• Extracted records:
--

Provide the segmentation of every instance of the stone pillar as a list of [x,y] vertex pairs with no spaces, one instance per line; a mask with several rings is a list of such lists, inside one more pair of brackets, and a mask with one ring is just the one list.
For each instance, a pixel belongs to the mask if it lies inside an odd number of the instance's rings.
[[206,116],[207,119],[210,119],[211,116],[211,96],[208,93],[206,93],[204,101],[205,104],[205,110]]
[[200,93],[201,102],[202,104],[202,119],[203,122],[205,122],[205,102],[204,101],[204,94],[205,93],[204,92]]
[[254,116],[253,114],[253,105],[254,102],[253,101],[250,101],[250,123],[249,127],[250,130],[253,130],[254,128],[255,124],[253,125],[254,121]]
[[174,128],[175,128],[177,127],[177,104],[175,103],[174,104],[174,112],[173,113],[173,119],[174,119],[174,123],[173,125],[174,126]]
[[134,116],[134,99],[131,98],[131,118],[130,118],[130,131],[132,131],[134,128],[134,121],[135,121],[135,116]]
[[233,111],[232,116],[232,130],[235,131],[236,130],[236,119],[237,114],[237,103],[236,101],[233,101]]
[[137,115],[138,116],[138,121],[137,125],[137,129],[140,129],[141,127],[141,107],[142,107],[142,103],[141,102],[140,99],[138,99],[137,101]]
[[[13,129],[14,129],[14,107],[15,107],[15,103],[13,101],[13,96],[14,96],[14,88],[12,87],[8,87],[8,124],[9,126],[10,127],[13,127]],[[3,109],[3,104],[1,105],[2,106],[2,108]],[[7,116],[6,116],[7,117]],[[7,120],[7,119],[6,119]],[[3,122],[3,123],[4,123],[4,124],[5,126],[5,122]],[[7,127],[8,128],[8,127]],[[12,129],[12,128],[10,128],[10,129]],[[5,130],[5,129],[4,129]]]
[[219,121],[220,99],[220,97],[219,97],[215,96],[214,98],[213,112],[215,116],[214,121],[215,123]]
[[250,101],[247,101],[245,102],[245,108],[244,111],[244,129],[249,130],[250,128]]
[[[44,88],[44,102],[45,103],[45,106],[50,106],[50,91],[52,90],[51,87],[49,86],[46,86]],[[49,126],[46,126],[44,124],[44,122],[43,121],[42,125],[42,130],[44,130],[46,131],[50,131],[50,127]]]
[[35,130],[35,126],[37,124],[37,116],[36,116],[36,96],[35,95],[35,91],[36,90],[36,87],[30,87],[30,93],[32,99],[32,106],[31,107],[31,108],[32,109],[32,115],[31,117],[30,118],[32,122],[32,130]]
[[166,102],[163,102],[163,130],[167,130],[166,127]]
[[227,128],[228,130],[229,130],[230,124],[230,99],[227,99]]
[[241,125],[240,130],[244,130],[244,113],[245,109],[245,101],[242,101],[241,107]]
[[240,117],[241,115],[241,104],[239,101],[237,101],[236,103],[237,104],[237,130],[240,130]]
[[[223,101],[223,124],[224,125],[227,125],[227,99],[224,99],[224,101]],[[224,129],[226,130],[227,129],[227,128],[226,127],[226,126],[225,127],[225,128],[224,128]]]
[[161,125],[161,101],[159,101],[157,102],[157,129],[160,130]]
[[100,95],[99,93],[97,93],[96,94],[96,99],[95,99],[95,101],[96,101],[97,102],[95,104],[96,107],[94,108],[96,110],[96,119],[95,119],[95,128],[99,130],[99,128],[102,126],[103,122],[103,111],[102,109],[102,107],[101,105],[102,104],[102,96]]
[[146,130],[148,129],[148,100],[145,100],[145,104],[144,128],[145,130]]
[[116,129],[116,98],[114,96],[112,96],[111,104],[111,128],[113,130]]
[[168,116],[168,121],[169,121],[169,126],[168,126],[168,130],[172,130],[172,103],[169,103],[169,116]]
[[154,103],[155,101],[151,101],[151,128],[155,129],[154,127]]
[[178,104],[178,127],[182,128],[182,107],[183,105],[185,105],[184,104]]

--

• What the task asks:
Please give the items again from their start through the line containing "For each instance, a", and substitute "region" for each "mask", leaving everything else unchanged.

• Answer to the task:
Provide the segmentation of every instance of the stone pillar as a list of [x,y] vertex pairs with no spaces, one instance per line; a region with several rings is a list of such lists, inside one more pair of brackets, and a region with one ring is just the one list.
For each instance, a pixel belongs to the region if it lies inside an odd number of the instance's rings.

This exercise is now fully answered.